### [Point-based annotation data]
#####

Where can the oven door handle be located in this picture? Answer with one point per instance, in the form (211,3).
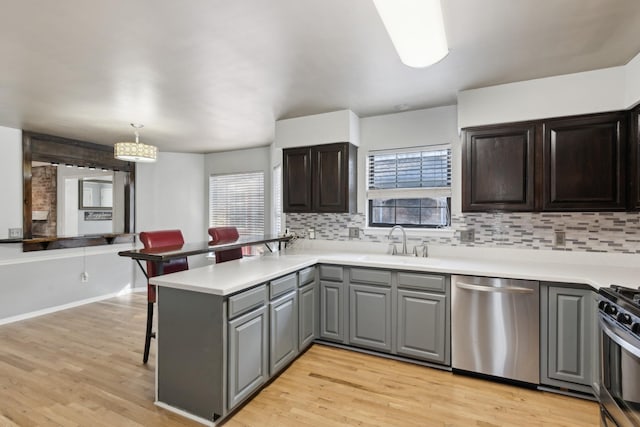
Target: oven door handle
(621,338)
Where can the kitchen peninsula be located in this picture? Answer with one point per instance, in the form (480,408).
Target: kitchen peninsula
(238,324)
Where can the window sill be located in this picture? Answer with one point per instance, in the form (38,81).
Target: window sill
(434,232)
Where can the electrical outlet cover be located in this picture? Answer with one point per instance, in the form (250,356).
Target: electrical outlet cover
(467,236)
(15,233)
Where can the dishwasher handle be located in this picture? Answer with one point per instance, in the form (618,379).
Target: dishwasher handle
(496,289)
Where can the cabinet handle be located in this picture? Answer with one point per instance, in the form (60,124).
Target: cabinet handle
(504,290)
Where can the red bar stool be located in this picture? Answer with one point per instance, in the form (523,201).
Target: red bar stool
(158,239)
(225,235)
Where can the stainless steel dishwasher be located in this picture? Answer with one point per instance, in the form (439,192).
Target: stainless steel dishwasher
(495,327)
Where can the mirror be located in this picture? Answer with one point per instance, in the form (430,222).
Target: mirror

#####

### [Set task]
Retype every line of the data above word for word, but leave out the pictures.

### [Expected output]
Where can the oven door handle be located in this picture? Answer with one point per instance, in the form (211,3).
Target: oven door handle
(621,338)
Where can the kitchen peninsula be located in this picture? Answer with one point per instance, in the form (480,408).
Target: kitchen peninsula
(238,324)
Where can the window sill be located in this picture? Answer with one point per instance, in the form (38,81).
Target: window sill
(434,232)
Where can the electrical outlet cover be located in this picture? Answer with one point per instance, in the form (250,356).
Target: electrical outlet cover
(467,236)
(15,233)
Where can the dishwasher handle be located in this picture? Answer with one point per instance, in the form (618,379).
Target: dishwasher handle
(496,289)
Where can the cabinet handle be located in this picture? Answer with one point per instance, in the form (60,124).
Target: cabinet handle
(504,290)
Where can the red bar stool be located in this picture? Answer with one point per instance, in the form (523,201).
Target: red bar stool
(158,239)
(225,235)
Where can the stainless steel dishwasher be located in this picture? Answer with one point per instance, in the form (439,192).
Target: stainless steel dishwasher
(495,327)
Where can the mirror be located in this picture? Answer with one point per instance, in the form (430,222).
Target: mirror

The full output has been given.